• _Page text_:

----------------

White beer ice cream made a beautiful introduction to the sweet end of the tasting menu, dressed with a dollop of tart apple puree, a drizzle of caramel,  a decadent cube of molasses gelee, and caraway in both the form of powder, as well as a yogurt-drizzled cookie swirl.  If it can be said of ice cream, it was actually effervescent, as if someone had skimmed the frothy head from a frosty pint of hefeweizen and morphed it into a scoop of ice cream.  Delicious.

The next dessert was a cleverly reinvented rainbow sherbert, almost like a confectionary spring roll.  A "wonton" of crisp, sugary sheets of sweetness encases profoundly creamy ice cream on a pedestal of plump orange wedges, poached rhubarb, and olive oil sponge cake, polka dotted with olive oil gelee and tarragon foam.  The memory of the beef bearnaise still not so distant on my palate, the tarragon wonderfully bridged our meal to this heavenly light dessert.

Ask anyone who really knows me, and they can tell you that the duet of chocolate and raspberry is without contest my favorite dessert combination.  And on this one, WD-50 absolutely floored me.  An impressively thin little mohawk of chocolate ganache was the star of this dish, sprinkled with zippy little bits of long pepper.  Two frozen raspberries, one whole, and the other shattered into tart little smithereens, sang back up, all components deliciously mellowed out by a quenelle of silky ricotta ice cream. Wow... wow... and wow...

----------------

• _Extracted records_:
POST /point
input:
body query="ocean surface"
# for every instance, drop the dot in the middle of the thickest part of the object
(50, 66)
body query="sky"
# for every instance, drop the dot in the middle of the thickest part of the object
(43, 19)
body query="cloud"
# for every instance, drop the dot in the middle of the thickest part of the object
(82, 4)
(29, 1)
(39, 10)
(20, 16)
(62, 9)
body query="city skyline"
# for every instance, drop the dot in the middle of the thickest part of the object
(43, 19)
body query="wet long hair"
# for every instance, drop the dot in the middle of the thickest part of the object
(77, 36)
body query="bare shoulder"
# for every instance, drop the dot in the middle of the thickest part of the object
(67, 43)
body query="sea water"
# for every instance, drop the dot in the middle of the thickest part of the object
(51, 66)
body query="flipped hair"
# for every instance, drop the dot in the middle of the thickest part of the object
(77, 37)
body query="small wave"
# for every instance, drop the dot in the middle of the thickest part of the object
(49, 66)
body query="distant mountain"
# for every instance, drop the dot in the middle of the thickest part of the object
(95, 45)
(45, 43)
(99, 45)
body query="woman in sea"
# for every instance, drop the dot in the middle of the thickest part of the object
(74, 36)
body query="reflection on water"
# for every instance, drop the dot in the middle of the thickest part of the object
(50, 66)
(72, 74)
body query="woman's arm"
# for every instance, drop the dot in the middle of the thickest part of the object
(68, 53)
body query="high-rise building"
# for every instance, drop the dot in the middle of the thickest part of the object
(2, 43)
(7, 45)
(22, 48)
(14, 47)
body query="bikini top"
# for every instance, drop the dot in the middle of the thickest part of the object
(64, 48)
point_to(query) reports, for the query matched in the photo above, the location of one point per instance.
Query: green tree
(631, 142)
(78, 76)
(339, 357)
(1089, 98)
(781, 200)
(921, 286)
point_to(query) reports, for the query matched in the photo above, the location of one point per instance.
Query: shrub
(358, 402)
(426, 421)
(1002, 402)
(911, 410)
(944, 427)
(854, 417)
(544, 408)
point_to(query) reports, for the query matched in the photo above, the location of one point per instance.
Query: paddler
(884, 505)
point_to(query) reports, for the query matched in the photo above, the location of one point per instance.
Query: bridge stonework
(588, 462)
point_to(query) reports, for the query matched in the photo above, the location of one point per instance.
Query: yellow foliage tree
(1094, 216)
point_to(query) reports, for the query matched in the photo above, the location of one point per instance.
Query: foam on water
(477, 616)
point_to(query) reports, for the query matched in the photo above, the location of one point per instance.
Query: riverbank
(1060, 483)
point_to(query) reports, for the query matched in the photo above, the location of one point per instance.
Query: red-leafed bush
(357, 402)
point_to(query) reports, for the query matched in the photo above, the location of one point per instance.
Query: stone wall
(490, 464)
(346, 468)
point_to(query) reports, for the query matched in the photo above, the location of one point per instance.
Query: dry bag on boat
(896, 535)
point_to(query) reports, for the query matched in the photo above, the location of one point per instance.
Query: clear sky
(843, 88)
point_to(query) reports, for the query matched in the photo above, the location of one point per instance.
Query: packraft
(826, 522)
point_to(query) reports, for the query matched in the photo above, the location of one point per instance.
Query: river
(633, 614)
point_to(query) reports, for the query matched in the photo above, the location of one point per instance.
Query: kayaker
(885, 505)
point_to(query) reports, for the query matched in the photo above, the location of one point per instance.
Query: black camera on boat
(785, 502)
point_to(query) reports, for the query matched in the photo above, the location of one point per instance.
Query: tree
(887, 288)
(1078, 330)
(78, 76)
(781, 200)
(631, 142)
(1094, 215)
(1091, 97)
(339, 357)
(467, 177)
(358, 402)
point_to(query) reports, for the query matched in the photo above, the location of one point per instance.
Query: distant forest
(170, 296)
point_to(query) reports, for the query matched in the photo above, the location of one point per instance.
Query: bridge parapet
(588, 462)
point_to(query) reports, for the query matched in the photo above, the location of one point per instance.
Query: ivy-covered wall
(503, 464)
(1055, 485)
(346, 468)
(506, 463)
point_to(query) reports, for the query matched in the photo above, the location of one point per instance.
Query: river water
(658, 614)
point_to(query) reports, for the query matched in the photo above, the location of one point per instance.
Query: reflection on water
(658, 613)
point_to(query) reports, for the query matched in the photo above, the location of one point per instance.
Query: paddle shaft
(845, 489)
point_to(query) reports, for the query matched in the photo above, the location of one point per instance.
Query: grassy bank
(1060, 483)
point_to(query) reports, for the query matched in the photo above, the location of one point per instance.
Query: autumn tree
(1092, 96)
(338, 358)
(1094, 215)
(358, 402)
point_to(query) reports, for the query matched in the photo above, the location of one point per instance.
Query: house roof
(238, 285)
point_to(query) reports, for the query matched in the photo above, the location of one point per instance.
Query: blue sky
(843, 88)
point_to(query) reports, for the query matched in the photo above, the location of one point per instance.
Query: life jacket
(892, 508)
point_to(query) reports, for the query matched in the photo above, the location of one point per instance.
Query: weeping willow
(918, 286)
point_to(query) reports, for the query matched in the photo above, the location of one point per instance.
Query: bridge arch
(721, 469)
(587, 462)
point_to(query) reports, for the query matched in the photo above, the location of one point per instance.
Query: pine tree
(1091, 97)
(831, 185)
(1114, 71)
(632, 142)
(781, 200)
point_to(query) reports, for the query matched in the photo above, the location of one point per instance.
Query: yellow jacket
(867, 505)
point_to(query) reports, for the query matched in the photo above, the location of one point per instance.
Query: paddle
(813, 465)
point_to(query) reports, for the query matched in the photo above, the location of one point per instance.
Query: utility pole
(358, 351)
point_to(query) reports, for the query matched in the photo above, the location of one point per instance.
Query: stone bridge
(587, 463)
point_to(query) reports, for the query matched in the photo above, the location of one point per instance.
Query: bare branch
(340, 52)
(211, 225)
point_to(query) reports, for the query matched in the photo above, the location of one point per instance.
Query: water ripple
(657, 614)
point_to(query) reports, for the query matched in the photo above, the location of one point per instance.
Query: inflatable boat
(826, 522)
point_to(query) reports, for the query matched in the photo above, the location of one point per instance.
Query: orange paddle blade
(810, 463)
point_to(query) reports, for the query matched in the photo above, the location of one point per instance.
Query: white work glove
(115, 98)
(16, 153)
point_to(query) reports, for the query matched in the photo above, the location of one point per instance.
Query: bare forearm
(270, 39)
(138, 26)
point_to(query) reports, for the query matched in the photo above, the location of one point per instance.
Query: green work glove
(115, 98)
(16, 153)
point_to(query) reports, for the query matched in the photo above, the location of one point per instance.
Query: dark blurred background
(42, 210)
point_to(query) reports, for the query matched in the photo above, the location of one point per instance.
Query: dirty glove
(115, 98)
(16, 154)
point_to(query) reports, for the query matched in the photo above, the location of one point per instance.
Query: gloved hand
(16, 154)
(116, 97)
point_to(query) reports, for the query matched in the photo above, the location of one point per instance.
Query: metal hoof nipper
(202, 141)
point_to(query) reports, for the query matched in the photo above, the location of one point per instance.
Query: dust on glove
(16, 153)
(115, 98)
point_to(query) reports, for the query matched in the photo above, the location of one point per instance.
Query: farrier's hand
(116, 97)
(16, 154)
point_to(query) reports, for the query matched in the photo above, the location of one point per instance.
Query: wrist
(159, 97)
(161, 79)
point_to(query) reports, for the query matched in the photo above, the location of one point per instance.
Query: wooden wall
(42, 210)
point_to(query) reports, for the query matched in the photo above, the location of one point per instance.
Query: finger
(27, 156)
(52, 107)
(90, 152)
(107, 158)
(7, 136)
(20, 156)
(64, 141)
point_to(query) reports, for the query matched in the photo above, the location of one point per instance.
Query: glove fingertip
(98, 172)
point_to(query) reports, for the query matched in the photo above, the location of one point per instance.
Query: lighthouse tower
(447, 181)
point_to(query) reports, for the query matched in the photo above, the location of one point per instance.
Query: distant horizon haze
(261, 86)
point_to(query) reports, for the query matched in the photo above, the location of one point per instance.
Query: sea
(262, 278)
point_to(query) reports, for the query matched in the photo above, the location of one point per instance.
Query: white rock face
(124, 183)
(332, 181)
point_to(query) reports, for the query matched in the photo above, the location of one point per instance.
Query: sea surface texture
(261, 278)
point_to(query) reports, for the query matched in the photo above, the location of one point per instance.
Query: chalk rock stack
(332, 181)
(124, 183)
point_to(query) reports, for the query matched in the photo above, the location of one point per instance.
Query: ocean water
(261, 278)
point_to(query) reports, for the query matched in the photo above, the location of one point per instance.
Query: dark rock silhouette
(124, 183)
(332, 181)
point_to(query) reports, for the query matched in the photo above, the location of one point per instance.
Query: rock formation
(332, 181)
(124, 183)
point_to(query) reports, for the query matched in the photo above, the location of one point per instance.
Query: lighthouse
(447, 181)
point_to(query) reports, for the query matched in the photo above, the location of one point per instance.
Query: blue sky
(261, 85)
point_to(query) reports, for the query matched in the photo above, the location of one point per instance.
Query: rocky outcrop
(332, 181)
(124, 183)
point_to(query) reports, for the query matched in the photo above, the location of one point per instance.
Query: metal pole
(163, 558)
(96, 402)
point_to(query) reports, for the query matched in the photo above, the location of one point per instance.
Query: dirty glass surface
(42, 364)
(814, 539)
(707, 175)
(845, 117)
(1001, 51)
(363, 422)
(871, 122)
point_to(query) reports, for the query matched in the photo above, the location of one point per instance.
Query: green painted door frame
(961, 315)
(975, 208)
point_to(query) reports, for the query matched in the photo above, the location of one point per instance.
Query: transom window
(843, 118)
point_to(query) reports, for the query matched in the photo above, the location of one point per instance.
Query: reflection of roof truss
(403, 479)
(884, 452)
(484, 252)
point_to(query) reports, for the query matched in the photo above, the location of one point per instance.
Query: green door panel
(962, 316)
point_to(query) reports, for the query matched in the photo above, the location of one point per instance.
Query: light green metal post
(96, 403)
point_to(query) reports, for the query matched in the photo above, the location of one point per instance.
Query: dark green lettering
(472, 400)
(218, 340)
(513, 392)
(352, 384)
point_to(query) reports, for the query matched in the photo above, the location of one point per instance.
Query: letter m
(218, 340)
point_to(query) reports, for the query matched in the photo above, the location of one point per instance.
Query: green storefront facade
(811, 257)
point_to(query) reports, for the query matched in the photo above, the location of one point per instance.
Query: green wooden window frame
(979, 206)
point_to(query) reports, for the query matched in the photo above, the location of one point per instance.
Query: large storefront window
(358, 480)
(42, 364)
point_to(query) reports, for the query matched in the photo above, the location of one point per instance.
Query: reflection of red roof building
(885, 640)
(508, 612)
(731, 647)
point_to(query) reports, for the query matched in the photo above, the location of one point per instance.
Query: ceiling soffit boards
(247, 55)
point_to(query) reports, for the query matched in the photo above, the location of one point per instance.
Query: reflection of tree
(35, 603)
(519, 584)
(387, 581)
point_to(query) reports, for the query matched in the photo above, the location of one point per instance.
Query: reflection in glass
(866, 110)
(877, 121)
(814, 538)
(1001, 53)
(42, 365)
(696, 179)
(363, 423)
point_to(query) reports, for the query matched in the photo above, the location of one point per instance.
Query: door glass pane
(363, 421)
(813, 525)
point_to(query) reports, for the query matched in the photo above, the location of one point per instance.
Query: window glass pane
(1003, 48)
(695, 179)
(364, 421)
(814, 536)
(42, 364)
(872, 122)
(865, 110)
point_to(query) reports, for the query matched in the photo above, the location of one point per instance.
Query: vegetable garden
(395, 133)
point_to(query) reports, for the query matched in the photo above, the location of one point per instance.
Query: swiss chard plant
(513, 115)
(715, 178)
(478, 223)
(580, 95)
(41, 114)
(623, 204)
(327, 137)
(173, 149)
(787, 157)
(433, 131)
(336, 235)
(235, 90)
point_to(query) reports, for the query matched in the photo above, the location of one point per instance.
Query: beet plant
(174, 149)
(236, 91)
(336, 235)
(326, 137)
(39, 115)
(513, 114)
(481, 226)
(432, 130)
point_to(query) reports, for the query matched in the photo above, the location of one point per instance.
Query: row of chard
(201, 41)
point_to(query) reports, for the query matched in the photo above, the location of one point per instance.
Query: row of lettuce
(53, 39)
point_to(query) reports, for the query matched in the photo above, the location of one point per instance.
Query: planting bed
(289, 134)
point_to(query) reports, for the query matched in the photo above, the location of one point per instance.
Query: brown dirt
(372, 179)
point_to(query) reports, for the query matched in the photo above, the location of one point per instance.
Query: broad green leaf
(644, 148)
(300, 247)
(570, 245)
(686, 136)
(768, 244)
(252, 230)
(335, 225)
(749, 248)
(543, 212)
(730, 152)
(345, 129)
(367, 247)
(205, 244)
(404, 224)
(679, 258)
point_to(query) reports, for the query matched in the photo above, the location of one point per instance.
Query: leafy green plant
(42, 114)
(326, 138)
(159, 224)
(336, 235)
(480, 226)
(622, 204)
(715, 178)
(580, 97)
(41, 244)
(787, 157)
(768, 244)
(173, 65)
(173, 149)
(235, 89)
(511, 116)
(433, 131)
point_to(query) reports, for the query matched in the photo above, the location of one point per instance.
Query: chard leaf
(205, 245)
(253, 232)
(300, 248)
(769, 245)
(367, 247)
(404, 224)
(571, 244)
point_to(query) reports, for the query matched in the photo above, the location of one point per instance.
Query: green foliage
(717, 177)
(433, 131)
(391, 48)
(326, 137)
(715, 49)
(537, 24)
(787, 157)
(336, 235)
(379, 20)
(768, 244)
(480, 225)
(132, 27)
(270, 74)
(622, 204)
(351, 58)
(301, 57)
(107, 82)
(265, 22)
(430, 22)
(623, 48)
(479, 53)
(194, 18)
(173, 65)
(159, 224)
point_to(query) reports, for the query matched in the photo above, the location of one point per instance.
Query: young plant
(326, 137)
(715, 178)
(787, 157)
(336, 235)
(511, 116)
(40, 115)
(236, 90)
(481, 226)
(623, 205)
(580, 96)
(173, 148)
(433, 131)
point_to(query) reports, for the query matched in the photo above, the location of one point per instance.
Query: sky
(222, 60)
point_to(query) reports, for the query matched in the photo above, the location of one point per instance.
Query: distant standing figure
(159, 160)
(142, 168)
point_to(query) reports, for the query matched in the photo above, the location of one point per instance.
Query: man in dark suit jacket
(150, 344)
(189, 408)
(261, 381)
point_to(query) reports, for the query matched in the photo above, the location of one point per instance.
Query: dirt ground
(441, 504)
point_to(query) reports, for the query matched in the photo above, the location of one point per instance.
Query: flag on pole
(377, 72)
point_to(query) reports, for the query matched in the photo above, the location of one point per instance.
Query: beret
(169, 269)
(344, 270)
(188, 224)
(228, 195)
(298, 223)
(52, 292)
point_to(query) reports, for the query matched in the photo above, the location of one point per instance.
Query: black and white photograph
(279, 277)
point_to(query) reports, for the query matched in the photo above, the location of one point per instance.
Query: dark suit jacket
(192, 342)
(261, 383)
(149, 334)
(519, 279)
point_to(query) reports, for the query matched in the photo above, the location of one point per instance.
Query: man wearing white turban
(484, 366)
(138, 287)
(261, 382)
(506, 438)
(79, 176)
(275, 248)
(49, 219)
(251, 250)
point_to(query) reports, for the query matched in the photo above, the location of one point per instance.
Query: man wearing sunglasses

----------------

• _Problem set_:
1) According to the dessert review, why did the tarragon in the rainbow sherbert dish bridge the meal to that dessert?
2) Write the next part of the WD-50 dessert review, picking up after its last sentence.

• _Answers below_:
1) The beef bearnaise from earlier in the meal was still not so distant on the writer's palate, so the tarragon in the dessert linked back to that course.

2)
 Next came what I call oreo cookie orbs, little spheres of rich chocolate shortbread filled with creamy milk ice cream.

Our final nibble, cocoa packets, were a playful sendoff, and only-so-slightly helped lighten the blow of our bill.  What our server called edible chocolate leather was the texture of a fruit roll-up I so dearly loved from childhood, only with a wonderfully chocolate flavor.  Each packet was filled with crushed chocolate feuilletine, almost like little envelopes of chocolate toffee pop rocks.  Way more fun than the proverbial macaroon at Manhattan's top tier competitors.

So what keeps this little juggernaut from making the top-starred list in the New York Times?  Probably location, and decor.  The atmosphere is inviting, smart, and casual.  The service impeccable, each member of the team ready and capable of enthusiastically answering any question.  One food runner announces the presentation with the gusto of a radio voiceover.  Another describes the next dish to us like a mother cautiously explaining a secret family recipe to her children.  The elements marry perfectly with the concept, but with such innovative food laced with pure sense of humor, anything more frilly would only distract.  Ergo, the extra star probably isn't worth what might be lost for its gain.  WD-50 does retain a Michelin star.  Furthermore, Chef Dufresne even once served as sous chef at the highly acclaimed Jean-Georges, just one of several partnerships with Jean-Georges Vongerichten, who also helped fund the upstart of WD-50.

But where Jean-Georges frequently mingles with guests in his dining room, Chef Dufresne rarely leaves the kitchen.  Instead, the entrance is free of doors, almost like an open invitation to observe what's on the stove (or in a controlled water bath, more likely).  Greatly to our surprise and extreme pleasure, Chef Dufresne offered us precisely that... a small tour of his kitchen laboratory.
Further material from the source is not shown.